:: Source passage ::
+ + + +

Closed saseestone closed 9 months ago
It appears that the front end here is overloading the server with requests. We'll need to increase backend capacity or modify the frontend so that it doesn't try to fire thousands of requests simultaneously. We could do this by limiting the feature to a reasonable number or queue the requests. If we did the latter, we'd need to add a fair amount of complexity to ensure the queue is drained before the user navigates away from the page.
I'm wondering if the load balancer has something to do with this problem. If I bypass the load balancer and go directly to one of the sw-webapp-*
VMs then the select-all function works fine. There's a long discussion about connection issues with the load balancer on this issue, could be related: https://github.com/sul-dlss/operations-tasks/issues/3519
If you can track down any of those 503s to a specific app server it's unlikely that this is the same issue we're seeing with DSA - there, the app servers never even gets the traffic. @jcoyne's thought that this is a capacity issue looks more likely to me absent other evidence.

+ + + +

:: Parts of the exercise ::
a – In the issue thread, how does the select-all function behave when the load balancer is bypassed and traffic goes directly to one of the sw-webapp VMs?
b – Return the passage of the issue thread that begins at the words "I'm wondering if" and stops after the words "absent other evidence.".
Rely only on the issue thread for this work.

Point labeling data from photos

+ + + +

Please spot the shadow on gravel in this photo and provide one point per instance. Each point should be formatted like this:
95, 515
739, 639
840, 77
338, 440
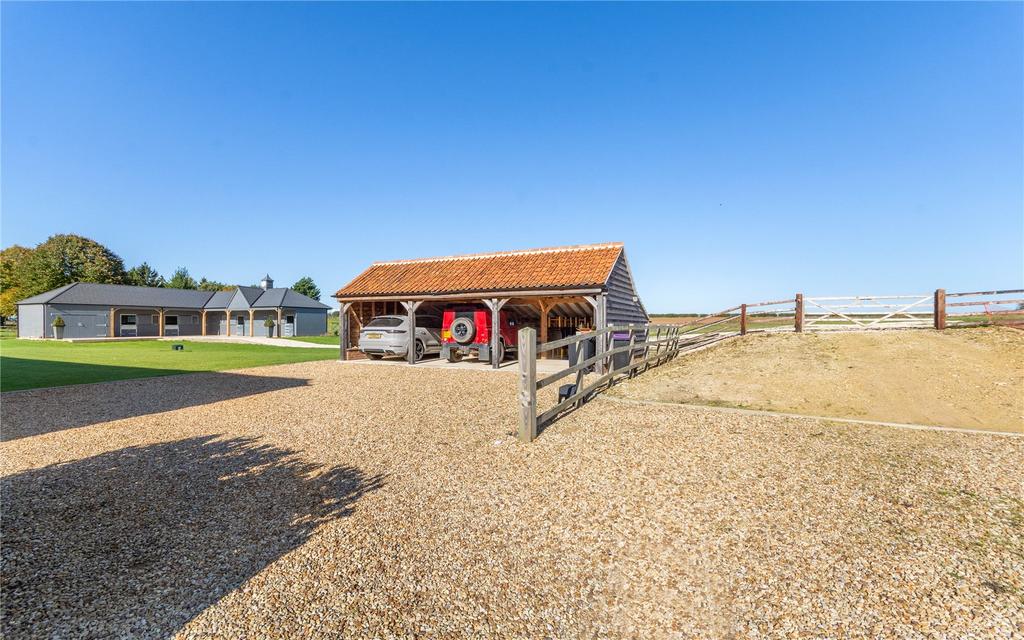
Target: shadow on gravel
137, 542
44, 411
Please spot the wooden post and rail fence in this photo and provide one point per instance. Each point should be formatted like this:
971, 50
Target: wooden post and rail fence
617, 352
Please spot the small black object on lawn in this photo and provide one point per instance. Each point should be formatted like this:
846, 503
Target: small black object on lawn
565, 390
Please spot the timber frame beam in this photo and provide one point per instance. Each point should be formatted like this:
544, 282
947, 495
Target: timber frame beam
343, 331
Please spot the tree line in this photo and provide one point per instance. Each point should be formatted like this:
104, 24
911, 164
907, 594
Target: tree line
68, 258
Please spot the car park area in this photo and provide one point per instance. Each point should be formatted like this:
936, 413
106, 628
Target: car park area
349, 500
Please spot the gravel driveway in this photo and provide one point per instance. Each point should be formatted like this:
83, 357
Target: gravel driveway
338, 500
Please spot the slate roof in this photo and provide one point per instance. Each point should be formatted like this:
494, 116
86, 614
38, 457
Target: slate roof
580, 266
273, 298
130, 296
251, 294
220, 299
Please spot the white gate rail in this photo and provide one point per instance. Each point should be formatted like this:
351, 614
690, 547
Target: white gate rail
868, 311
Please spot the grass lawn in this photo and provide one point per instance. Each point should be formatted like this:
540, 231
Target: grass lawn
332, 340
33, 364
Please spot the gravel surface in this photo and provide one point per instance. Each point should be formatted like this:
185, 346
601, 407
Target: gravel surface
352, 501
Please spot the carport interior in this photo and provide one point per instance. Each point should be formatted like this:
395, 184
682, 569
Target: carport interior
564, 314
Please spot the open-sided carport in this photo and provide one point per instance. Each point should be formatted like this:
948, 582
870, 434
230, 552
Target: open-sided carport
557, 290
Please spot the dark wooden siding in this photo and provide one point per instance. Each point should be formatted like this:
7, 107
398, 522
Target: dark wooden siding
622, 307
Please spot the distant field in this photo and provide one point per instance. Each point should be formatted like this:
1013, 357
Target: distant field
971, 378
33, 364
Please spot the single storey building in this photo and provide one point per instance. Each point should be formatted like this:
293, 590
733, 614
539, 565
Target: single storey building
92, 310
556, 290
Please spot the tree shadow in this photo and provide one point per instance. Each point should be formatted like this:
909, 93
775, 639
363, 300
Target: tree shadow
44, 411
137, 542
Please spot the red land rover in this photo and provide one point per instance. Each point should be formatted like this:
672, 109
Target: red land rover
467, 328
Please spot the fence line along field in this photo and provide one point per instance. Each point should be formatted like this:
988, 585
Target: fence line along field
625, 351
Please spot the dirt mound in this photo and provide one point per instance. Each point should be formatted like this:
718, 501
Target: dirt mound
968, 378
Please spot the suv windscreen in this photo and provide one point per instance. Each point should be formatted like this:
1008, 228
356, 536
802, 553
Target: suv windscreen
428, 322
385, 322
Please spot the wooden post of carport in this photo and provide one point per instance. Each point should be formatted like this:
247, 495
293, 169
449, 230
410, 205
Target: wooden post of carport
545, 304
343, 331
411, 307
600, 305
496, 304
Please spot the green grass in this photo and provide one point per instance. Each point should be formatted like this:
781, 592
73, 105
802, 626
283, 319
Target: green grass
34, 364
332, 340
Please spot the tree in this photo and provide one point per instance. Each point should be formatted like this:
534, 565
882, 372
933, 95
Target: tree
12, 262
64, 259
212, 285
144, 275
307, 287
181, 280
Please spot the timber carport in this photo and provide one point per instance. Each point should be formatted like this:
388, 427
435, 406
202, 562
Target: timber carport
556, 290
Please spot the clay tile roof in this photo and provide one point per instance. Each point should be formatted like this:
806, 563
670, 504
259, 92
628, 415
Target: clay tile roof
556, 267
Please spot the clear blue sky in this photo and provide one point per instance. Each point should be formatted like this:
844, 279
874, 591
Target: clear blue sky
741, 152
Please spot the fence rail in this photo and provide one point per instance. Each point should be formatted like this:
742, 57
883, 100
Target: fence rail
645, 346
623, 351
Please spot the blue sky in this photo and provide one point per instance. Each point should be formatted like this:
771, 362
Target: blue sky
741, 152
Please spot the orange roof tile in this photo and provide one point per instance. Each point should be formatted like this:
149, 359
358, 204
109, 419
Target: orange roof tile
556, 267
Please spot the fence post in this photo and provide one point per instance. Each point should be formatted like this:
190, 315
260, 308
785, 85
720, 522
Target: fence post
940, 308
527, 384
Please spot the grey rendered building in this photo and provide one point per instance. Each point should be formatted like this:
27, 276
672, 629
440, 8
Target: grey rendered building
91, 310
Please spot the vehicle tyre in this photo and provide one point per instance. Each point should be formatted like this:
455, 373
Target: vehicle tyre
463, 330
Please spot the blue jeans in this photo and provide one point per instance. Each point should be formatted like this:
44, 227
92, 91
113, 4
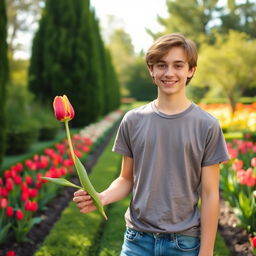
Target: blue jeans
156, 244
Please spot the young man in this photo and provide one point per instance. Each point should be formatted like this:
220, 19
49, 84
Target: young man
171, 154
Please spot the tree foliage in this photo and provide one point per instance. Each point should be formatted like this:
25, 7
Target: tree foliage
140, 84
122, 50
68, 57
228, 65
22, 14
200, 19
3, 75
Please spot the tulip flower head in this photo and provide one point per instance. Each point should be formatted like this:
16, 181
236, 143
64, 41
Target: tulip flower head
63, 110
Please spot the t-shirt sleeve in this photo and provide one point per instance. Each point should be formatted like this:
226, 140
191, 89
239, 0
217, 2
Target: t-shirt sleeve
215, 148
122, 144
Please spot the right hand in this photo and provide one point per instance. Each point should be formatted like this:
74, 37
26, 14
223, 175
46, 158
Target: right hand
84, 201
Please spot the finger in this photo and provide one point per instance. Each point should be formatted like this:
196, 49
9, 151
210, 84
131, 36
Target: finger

+ + + +

:: Completed exercise ::
a – It works fine.

b –
I'm wondering if the load balancer has something to do with this problem. If I bypass the load balancer and go directly to one of the sw-webapp-*
VMs then the select-all function works fine. There's a long discussion about connection issues with the load balancer on this issue, could be related: https://github.com/sul-dlss/operations-tasks/issues/3519
If you can track down any of those 503s to a specific app server it's unlikely that this is the same issue we're seeing with DSA - there, the app servers never even gets the traffic. @jcoyne's thought that this is a capacity issue looks more likely to me absent other evidence.